> _Work to do_: Take the line that contains "blue shadow on snow | outline every instance" and all lines after it, up to and including the last line of the data, and write them out exactly; nothing else belongs in the answer.

>> Start Data records

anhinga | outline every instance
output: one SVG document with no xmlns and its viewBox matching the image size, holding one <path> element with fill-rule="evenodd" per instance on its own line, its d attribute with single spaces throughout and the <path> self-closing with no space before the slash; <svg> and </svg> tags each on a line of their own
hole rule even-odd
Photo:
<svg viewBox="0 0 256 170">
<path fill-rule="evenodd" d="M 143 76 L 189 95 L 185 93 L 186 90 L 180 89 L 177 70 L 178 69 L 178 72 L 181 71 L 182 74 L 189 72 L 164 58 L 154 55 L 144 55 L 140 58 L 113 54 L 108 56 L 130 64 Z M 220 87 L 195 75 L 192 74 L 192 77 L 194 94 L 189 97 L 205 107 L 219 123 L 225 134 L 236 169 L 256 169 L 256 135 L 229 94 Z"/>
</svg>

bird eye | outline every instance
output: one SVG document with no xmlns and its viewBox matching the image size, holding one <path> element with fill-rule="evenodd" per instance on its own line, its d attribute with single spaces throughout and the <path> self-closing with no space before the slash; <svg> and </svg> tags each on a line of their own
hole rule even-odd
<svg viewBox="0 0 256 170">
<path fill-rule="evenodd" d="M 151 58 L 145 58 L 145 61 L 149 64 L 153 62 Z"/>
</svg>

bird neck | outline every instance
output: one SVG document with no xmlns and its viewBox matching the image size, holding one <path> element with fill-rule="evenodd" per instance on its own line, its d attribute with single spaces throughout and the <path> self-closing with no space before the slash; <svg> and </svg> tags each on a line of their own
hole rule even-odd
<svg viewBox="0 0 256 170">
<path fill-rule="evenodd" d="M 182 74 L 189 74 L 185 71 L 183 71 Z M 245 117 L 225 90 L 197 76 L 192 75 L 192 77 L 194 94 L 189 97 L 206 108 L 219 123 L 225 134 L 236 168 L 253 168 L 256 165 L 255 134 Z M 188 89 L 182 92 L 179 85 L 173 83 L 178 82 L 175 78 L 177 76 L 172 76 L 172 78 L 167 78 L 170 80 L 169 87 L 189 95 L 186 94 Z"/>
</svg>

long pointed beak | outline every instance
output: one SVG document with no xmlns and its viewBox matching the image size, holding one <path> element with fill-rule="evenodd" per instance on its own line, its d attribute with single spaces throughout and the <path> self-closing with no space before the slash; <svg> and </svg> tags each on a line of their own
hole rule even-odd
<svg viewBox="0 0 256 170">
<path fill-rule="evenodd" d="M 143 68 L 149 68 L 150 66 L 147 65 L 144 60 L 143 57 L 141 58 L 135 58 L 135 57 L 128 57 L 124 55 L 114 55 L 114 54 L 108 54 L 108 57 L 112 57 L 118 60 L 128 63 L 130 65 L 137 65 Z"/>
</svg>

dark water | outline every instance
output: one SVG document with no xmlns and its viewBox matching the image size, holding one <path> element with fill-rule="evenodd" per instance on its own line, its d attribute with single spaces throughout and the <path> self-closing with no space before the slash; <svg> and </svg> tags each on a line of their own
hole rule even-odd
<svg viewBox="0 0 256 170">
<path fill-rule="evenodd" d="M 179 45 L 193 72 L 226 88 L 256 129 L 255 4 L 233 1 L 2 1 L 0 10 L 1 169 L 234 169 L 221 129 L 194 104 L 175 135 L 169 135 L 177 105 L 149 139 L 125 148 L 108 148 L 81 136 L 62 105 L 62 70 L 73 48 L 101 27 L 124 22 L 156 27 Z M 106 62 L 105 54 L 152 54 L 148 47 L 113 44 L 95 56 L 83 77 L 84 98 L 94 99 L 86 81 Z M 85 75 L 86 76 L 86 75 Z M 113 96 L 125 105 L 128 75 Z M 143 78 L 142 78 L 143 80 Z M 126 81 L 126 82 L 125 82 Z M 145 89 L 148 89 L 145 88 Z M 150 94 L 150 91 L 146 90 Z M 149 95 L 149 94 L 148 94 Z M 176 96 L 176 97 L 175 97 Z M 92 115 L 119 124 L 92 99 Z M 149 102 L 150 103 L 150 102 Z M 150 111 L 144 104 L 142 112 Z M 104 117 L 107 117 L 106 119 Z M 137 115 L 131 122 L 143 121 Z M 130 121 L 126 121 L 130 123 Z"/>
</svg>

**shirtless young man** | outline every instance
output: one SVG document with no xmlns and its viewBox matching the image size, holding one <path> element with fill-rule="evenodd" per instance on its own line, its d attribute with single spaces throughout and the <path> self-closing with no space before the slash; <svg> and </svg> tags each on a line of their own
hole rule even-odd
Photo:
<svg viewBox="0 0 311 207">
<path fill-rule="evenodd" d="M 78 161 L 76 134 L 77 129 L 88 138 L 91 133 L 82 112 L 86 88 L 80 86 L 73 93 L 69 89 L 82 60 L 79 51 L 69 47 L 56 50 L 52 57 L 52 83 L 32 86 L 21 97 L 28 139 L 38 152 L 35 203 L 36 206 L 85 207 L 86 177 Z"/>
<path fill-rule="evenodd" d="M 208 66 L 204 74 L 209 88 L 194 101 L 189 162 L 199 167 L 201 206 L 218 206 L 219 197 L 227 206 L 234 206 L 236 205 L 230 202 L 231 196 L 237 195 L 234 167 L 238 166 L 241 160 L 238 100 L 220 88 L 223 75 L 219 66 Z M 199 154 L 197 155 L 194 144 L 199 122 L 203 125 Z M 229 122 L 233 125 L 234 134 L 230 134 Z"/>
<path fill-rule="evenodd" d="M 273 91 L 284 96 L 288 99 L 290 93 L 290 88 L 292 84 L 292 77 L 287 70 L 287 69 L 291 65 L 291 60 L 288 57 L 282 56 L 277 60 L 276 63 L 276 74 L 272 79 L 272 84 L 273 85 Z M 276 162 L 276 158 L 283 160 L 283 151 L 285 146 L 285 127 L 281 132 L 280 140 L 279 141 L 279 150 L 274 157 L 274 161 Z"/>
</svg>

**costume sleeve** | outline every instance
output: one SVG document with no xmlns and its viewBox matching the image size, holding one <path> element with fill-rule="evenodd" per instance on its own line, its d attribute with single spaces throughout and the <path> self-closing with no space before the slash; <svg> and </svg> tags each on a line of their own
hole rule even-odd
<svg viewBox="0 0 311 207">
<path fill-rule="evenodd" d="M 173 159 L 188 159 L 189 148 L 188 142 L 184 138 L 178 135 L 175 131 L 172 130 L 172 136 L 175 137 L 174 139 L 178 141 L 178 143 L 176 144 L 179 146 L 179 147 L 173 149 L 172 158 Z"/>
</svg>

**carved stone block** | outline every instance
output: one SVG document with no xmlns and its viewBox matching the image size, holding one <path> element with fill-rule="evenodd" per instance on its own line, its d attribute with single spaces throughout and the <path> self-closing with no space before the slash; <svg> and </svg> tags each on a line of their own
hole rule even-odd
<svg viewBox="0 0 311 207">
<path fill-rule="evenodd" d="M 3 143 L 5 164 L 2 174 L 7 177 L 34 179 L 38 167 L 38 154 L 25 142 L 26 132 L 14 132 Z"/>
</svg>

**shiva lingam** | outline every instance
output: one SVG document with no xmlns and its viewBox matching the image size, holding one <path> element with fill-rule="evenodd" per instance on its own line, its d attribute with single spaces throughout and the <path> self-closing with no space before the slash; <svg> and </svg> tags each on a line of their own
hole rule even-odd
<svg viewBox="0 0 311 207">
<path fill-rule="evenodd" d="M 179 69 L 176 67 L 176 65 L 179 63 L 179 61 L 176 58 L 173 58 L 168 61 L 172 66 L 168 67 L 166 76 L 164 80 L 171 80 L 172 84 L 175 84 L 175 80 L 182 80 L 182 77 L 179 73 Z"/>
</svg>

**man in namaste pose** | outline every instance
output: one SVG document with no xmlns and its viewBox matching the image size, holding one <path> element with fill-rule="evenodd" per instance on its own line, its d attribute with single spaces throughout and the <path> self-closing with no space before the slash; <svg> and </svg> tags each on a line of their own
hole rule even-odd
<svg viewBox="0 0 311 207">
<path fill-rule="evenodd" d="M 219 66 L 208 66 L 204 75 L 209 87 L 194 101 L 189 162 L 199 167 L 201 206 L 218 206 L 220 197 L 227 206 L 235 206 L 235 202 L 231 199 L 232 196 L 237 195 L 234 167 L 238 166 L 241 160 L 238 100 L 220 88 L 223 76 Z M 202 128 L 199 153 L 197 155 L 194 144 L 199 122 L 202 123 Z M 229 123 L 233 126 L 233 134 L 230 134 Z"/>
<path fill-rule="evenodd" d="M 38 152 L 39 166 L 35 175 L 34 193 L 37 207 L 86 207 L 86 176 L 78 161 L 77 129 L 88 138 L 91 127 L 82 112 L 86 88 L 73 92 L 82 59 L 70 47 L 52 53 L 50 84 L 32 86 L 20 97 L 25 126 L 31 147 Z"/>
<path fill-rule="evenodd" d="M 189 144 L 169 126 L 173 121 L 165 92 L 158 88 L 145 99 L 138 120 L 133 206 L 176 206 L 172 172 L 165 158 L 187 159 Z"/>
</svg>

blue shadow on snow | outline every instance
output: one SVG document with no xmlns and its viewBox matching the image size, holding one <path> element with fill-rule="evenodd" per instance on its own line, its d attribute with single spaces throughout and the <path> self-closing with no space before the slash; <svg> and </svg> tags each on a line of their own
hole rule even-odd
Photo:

>> End Data records

> _Task output_:
blue shadow on snow | outline every instance
output: one SVG document with no xmlns and its viewBox matching the image size, holding one <path> element with fill-rule="evenodd" per instance on its own line, its d attribute with single spaces throughout and the <path> self-closing with no space before the slash; <svg> and </svg> tags each on a line of their own
hole rule even-odd
Photo:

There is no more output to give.